* DATASET RECORDS:
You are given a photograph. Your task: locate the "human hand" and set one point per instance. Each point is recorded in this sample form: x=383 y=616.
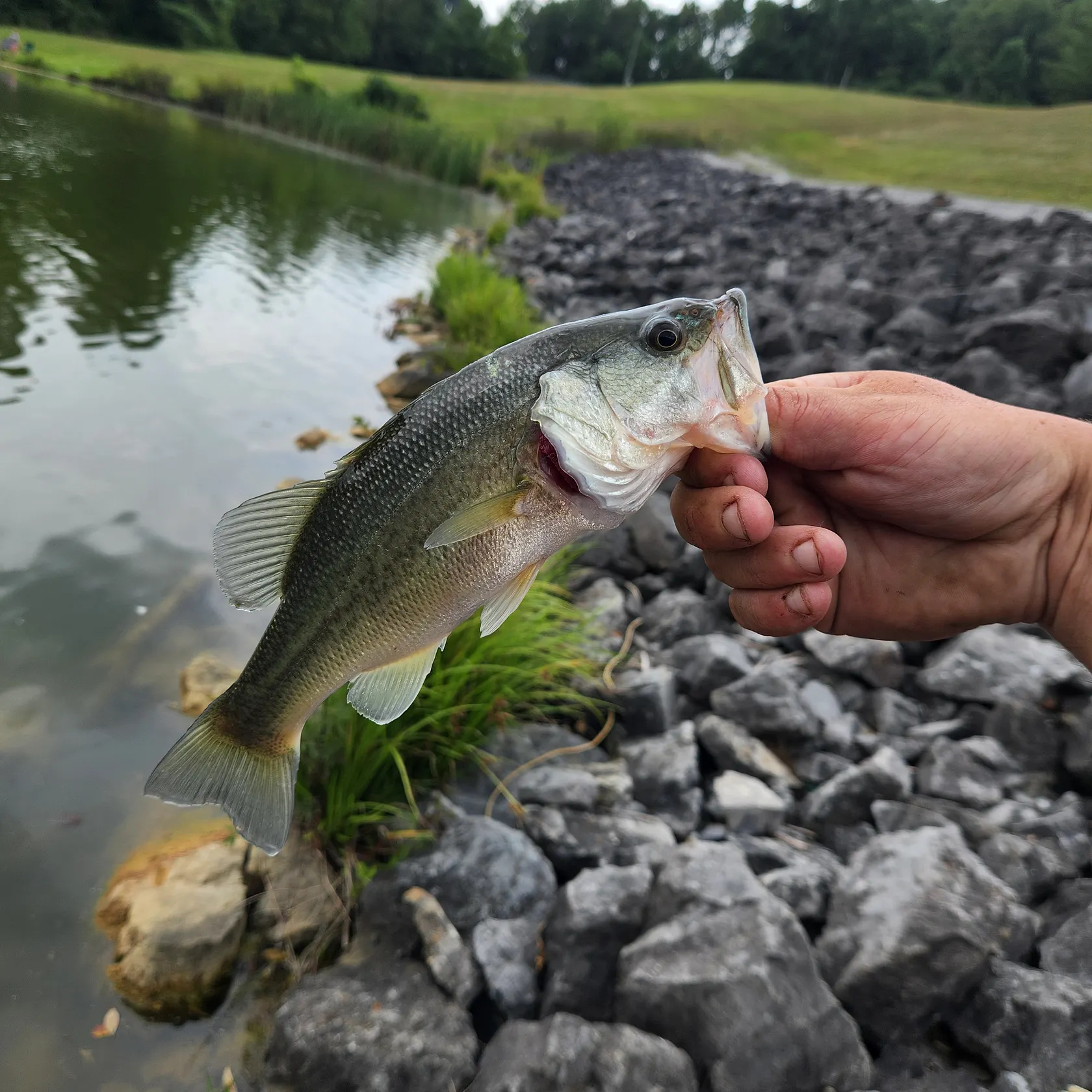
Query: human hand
x=899 y=507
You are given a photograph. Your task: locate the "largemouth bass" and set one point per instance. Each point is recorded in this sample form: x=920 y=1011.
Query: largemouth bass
x=454 y=505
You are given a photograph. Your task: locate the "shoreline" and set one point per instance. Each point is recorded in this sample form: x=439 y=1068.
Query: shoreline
x=249 y=129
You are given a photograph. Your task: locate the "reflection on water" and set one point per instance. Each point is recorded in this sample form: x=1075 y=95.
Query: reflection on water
x=177 y=302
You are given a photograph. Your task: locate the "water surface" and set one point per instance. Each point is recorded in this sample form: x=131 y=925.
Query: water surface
x=177 y=303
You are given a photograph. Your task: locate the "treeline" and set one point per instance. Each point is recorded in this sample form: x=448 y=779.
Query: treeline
x=1035 y=51
x=1013 y=51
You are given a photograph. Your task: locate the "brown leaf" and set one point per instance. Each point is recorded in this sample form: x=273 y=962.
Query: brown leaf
x=109 y=1027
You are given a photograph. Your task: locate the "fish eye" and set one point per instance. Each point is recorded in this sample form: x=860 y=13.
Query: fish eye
x=664 y=335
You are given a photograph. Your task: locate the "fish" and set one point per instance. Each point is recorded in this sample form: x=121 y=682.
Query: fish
x=452 y=506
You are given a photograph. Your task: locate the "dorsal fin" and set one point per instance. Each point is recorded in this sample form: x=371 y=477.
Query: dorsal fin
x=252 y=544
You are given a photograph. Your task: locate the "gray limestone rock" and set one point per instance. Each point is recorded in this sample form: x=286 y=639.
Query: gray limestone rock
x=912 y=924
x=565 y=786
x=745 y=804
x=737 y=989
x=1032 y=868
x=891 y=712
x=889 y=816
x=733 y=747
x=577 y=840
x=677 y=614
x=804 y=887
x=655 y=540
x=447 y=958
x=507 y=952
x=879 y=663
x=768 y=703
x=1026 y=732
x=1078 y=389
x=993 y=663
x=567 y=1054
x=665 y=777
x=1032 y=1022
x=597 y=915
x=1069 y=950
x=952 y=771
x=1034 y=337
x=478 y=868
x=645 y=700
x=384 y=1024
x=848 y=798
x=605 y=602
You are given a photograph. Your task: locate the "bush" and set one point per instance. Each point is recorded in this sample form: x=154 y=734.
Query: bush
x=523 y=191
x=385 y=96
x=482 y=308
x=152 y=82
x=341 y=122
x=355 y=774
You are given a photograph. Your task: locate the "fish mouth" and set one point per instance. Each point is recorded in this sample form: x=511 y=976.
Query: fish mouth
x=730 y=384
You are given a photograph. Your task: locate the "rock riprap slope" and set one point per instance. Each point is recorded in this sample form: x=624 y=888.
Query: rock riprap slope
x=801 y=864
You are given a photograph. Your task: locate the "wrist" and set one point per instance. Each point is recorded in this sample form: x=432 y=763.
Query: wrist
x=1068 y=614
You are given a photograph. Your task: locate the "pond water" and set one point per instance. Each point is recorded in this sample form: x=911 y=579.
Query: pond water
x=177 y=303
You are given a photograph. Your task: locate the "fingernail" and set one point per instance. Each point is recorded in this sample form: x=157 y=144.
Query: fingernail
x=733 y=523
x=796 y=602
x=807 y=557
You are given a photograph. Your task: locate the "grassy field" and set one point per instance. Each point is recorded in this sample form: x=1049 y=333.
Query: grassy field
x=1015 y=153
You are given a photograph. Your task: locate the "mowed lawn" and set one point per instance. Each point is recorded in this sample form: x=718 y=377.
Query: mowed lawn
x=1016 y=153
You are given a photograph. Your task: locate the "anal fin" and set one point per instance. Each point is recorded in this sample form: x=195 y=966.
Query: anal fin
x=255 y=786
x=388 y=692
x=478 y=519
x=508 y=599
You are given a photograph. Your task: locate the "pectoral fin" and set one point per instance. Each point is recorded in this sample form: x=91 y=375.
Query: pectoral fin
x=508 y=599
x=389 y=692
x=478 y=519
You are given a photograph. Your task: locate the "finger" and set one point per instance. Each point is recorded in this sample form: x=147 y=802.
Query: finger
x=725 y=518
x=788 y=556
x=840 y=379
x=707 y=467
x=875 y=416
x=783 y=610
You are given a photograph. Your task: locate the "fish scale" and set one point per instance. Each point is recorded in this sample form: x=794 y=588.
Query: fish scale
x=452 y=505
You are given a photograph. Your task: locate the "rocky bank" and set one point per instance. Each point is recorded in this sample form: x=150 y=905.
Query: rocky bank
x=803 y=864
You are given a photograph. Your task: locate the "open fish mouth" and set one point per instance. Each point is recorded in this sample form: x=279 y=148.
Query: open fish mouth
x=615 y=434
x=730 y=385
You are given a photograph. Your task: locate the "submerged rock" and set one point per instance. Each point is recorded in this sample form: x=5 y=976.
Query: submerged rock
x=176 y=911
x=202 y=679
x=300 y=901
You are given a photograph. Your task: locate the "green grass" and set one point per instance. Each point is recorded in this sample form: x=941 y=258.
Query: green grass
x=355 y=774
x=482 y=308
x=348 y=123
x=1016 y=153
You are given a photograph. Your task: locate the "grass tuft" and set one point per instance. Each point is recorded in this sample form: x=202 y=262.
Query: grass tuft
x=523 y=191
x=351 y=125
x=355 y=774
x=483 y=308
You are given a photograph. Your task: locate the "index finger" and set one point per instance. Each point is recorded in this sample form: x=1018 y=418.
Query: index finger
x=707 y=469
x=840 y=379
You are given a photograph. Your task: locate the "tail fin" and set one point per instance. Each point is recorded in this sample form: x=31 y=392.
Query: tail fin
x=255 y=788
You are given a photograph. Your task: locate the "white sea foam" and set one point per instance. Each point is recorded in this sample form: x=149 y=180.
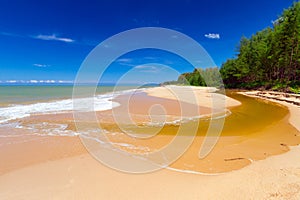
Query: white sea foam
x=100 y=103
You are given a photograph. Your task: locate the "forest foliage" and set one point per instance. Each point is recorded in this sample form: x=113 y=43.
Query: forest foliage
x=269 y=59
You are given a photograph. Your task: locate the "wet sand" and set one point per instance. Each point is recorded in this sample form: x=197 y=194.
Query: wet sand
x=65 y=167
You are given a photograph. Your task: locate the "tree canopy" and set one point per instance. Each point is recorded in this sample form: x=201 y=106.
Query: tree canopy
x=270 y=59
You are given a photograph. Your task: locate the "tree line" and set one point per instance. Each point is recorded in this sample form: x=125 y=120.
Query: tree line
x=269 y=59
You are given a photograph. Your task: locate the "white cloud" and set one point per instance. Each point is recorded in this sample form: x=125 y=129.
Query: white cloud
x=124 y=60
x=213 y=36
x=11 y=81
x=54 y=38
x=40 y=65
x=36 y=81
x=33 y=81
x=149 y=68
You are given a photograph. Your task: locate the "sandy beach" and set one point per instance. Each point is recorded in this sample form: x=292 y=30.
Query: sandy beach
x=70 y=172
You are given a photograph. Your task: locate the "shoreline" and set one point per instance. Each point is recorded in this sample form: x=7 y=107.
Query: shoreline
x=292 y=105
x=81 y=176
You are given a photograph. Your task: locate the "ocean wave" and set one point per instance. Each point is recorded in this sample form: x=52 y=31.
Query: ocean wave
x=101 y=102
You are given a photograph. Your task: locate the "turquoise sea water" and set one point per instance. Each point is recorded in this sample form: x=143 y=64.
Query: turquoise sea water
x=27 y=94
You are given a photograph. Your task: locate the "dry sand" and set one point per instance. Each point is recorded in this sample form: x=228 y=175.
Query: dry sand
x=82 y=177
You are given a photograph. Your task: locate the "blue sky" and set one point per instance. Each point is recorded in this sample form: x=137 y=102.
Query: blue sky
x=46 y=41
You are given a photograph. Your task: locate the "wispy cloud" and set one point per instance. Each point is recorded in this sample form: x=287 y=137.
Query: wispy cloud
x=148 y=68
x=41 y=65
x=54 y=38
x=213 y=36
x=122 y=60
x=36 y=81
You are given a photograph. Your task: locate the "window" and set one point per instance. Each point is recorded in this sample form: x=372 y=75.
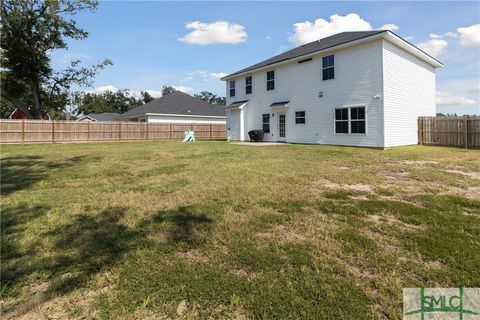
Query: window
x=299 y=117
x=357 y=120
x=266 y=122
x=328 y=67
x=232 y=88
x=270 y=80
x=341 y=120
x=248 y=85
x=350 y=120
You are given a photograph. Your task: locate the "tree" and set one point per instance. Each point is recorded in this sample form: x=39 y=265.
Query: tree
x=211 y=97
x=120 y=101
x=167 y=89
x=30 y=30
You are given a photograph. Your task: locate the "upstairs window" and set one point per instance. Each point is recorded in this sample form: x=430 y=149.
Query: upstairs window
x=248 y=85
x=266 y=122
x=300 y=117
x=350 y=120
x=232 y=88
x=270 y=80
x=328 y=68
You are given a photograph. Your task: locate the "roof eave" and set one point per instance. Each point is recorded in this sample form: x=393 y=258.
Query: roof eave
x=407 y=46
x=385 y=35
x=168 y=115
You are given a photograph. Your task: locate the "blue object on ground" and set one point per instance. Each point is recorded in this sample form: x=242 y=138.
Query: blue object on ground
x=189 y=136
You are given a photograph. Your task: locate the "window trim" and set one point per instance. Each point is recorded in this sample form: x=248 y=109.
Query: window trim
x=329 y=67
x=271 y=80
x=230 y=88
x=304 y=117
x=263 y=123
x=248 y=85
x=349 y=106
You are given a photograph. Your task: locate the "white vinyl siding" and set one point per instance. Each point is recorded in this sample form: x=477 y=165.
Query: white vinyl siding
x=394 y=86
x=180 y=119
x=409 y=92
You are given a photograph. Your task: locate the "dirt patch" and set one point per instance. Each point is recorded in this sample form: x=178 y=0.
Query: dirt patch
x=471 y=192
x=357 y=187
x=474 y=175
x=420 y=163
x=380 y=219
x=192 y=256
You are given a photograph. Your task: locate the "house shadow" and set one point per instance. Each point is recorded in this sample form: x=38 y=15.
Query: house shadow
x=182 y=227
x=20 y=171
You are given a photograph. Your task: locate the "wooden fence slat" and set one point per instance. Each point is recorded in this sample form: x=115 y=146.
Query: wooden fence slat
x=25 y=131
x=459 y=132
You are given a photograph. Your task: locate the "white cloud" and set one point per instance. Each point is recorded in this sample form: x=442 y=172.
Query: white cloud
x=447 y=98
x=103 y=89
x=184 y=89
x=215 y=32
x=475 y=89
x=389 y=26
x=434 y=46
x=153 y=93
x=134 y=93
x=307 y=31
x=469 y=36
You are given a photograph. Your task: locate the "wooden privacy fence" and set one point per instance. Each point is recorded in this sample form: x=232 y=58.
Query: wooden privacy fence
x=461 y=132
x=34 y=131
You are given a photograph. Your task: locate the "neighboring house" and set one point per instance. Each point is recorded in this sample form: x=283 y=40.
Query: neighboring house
x=106 y=116
x=19 y=115
x=353 y=88
x=177 y=107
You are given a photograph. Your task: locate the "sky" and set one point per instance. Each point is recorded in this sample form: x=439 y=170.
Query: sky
x=190 y=45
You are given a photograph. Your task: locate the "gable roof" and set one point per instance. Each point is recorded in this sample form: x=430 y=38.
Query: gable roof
x=106 y=116
x=178 y=103
x=323 y=44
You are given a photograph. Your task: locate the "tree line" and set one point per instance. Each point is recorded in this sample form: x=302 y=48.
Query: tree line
x=30 y=31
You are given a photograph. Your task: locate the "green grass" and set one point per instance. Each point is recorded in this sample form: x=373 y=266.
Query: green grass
x=133 y=230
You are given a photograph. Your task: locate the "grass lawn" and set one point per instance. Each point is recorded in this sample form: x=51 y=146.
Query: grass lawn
x=214 y=230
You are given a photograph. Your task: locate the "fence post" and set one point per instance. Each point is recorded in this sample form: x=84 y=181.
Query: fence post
x=23 y=130
x=420 y=130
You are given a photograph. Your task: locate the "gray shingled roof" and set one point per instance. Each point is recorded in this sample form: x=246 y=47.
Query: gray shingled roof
x=106 y=116
x=178 y=103
x=311 y=47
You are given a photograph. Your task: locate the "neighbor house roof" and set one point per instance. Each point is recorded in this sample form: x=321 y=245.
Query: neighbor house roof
x=330 y=42
x=177 y=103
x=106 y=116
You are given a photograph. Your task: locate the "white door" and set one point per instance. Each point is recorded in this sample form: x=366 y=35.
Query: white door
x=234 y=124
x=281 y=127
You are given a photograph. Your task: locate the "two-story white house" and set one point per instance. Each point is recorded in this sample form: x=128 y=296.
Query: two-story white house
x=363 y=88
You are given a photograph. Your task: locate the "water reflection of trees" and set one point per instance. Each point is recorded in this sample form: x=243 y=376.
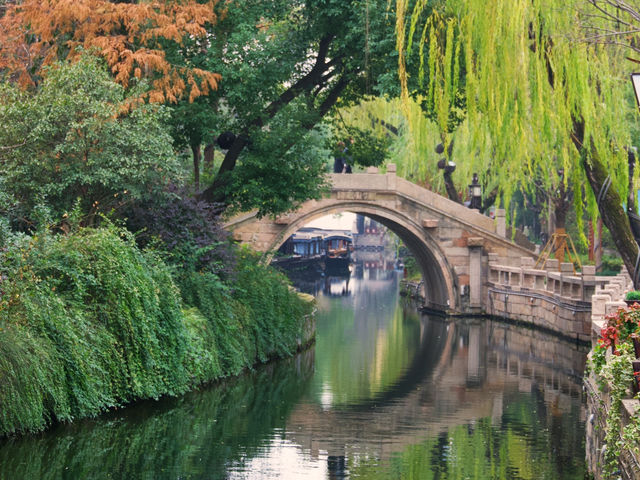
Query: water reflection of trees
x=194 y=436
x=495 y=401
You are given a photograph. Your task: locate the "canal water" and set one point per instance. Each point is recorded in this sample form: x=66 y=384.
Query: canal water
x=385 y=393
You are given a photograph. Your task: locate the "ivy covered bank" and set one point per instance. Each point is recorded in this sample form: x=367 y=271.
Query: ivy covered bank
x=90 y=322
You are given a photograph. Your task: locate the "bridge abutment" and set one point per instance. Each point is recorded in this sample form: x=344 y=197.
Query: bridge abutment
x=451 y=243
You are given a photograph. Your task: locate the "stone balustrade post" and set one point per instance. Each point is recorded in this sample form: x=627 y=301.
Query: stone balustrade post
x=501 y=222
x=566 y=270
x=551 y=266
x=475 y=271
x=588 y=282
x=391 y=176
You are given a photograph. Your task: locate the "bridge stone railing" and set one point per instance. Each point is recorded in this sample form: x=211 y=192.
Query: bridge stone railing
x=554 y=298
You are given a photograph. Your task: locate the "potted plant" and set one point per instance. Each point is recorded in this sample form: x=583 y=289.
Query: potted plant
x=632 y=297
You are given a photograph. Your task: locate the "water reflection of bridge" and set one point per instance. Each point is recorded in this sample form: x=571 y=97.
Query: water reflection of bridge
x=475 y=370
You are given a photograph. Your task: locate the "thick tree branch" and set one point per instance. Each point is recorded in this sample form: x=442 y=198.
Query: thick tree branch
x=610 y=204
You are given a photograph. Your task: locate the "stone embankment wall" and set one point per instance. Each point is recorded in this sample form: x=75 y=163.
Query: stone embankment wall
x=555 y=299
x=575 y=306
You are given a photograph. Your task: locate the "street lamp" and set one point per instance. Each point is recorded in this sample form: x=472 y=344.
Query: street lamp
x=475 y=193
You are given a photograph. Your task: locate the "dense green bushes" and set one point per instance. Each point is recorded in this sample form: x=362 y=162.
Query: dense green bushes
x=88 y=322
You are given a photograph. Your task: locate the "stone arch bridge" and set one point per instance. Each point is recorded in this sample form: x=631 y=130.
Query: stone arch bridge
x=450 y=242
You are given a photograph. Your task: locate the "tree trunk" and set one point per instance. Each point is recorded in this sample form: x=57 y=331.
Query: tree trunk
x=195 y=149
x=452 y=193
x=610 y=205
x=207 y=165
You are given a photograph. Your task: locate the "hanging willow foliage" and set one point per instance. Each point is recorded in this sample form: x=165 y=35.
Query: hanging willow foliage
x=522 y=80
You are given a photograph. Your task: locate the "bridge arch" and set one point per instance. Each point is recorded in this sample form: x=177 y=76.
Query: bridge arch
x=451 y=243
x=440 y=286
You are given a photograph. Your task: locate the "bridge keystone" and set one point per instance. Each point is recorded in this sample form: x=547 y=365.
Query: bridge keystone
x=430 y=223
x=452 y=244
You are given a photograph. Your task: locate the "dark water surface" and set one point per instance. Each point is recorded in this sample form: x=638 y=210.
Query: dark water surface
x=385 y=394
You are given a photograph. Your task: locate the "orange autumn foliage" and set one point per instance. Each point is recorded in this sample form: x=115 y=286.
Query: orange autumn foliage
x=35 y=33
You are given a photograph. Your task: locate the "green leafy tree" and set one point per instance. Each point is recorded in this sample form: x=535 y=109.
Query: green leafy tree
x=536 y=102
x=71 y=139
x=284 y=67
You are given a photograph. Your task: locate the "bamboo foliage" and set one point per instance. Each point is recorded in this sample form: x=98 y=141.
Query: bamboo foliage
x=523 y=78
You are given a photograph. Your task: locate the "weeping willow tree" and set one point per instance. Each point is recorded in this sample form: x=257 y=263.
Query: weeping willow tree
x=542 y=112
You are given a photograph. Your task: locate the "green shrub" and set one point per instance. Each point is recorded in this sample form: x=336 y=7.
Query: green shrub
x=88 y=322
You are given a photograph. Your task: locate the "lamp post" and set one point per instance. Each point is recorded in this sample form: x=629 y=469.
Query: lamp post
x=635 y=79
x=475 y=193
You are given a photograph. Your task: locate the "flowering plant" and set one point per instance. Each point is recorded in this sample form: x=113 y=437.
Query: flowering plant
x=620 y=327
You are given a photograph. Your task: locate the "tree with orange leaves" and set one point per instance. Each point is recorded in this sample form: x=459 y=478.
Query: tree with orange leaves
x=132 y=37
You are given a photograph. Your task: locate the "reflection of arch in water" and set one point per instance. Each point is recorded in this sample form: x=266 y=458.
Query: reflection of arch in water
x=435 y=340
x=451 y=391
x=440 y=286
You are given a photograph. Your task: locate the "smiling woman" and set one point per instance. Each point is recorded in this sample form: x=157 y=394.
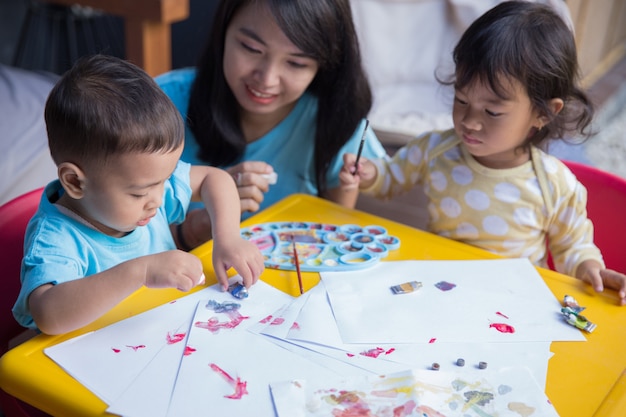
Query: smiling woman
x=264 y=99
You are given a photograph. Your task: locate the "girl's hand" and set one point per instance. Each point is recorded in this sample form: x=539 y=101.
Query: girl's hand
x=591 y=272
x=615 y=280
x=251 y=183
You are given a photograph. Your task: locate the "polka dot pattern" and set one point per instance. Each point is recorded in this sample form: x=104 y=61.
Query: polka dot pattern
x=501 y=210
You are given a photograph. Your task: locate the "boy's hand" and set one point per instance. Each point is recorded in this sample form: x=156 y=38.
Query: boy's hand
x=251 y=183
x=361 y=176
x=592 y=273
x=240 y=254
x=173 y=269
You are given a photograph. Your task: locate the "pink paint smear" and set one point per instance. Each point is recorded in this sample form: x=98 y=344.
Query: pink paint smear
x=174 y=338
x=502 y=327
x=238 y=384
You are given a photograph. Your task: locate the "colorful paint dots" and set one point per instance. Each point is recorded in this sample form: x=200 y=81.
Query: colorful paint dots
x=445 y=285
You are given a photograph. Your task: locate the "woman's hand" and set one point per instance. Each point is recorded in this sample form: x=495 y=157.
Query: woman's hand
x=253 y=181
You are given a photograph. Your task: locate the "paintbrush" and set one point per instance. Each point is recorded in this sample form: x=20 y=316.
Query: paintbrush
x=358 y=154
x=297 y=263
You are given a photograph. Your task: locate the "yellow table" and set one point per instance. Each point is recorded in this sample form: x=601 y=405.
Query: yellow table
x=584 y=378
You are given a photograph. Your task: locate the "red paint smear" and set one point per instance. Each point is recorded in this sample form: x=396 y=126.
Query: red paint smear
x=502 y=327
x=404 y=410
x=135 y=348
x=174 y=338
x=238 y=384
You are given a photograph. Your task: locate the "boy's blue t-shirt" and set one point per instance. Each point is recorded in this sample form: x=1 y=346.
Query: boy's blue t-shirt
x=288 y=148
x=58 y=248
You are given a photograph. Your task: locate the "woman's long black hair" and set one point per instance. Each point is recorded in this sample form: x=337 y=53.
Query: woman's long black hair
x=322 y=29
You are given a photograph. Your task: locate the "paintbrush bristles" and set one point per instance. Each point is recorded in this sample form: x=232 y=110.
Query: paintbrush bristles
x=296 y=261
x=358 y=154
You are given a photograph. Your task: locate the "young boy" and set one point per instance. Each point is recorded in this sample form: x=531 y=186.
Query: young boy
x=102 y=229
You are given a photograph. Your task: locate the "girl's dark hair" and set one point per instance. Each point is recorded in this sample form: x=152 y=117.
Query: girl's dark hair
x=528 y=42
x=322 y=29
x=105 y=106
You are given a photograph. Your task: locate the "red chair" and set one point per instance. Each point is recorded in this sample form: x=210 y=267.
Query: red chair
x=605 y=202
x=14 y=216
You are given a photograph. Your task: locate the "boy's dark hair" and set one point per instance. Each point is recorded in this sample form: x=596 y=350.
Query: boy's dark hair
x=528 y=42
x=105 y=106
x=322 y=29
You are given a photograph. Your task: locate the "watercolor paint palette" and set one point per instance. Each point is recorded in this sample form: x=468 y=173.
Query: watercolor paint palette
x=320 y=247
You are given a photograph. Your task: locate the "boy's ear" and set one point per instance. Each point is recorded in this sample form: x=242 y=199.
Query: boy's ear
x=556 y=105
x=72 y=179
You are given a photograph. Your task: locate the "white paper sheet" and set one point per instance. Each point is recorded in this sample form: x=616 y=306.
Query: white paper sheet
x=229 y=371
x=108 y=360
x=506 y=393
x=460 y=301
x=316 y=330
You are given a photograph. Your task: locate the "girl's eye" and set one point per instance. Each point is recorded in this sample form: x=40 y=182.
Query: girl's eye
x=297 y=65
x=249 y=48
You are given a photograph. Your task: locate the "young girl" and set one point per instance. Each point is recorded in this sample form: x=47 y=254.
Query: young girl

* TASK OBJECTIVE: Repeat the lines from the one containing "form: x=121 y=682." up to and including the one containing "x=801 y=864".

* EXPECTED ANSWER:
You are given a photograph. Your task: locate the "fish" and set one point per instance. Each point is recorded in this sample form: x=121 y=682.
Query: fish
x=452 y=506
You are given a photograph. Your task: locate the "dorsal fin" and set one point per instance. Each point is recorded in this sample form: x=371 y=477.
Query: dorsal fin
x=252 y=544
You are given a photograph. Your task: locate the "gray limestone rock" and set one point per instance. Each point is recorded in this sample form: x=286 y=639.
Query: gray limestone rock
x=912 y=924
x=565 y=786
x=745 y=804
x=737 y=989
x=1032 y=868
x=891 y=712
x=889 y=816
x=733 y=747
x=577 y=840
x=677 y=614
x=804 y=887
x=655 y=540
x=447 y=958
x=507 y=952
x=879 y=663
x=768 y=703
x=1026 y=732
x=1078 y=389
x=993 y=663
x=567 y=1054
x=665 y=777
x=1032 y=1022
x=597 y=915
x=1069 y=950
x=952 y=771
x=1034 y=337
x=478 y=868
x=645 y=700
x=384 y=1024
x=848 y=798
x=605 y=602
You are given a photograph. Your task: locate the "bush" and set one point per instance. Each point is recorded in this sample form: x=154 y=734.
Query: bush
x=523 y=191
x=385 y=96
x=482 y=308
x=152 y=82
x=341 y=122
x=355 y=774
You are given a photograph. Your task: locate the "fish mouth" and set one point per instance. Each point is recorded in this sample form: x=511 y=976.
Query: fish mouth
x=730 y=384
You are given a photograph. Your task: locate the "rock riprap slope" and set one point per instance. Each point is recorded in this sample form: x=624 y=888.
Query: rock riprap slope
x=801 y=864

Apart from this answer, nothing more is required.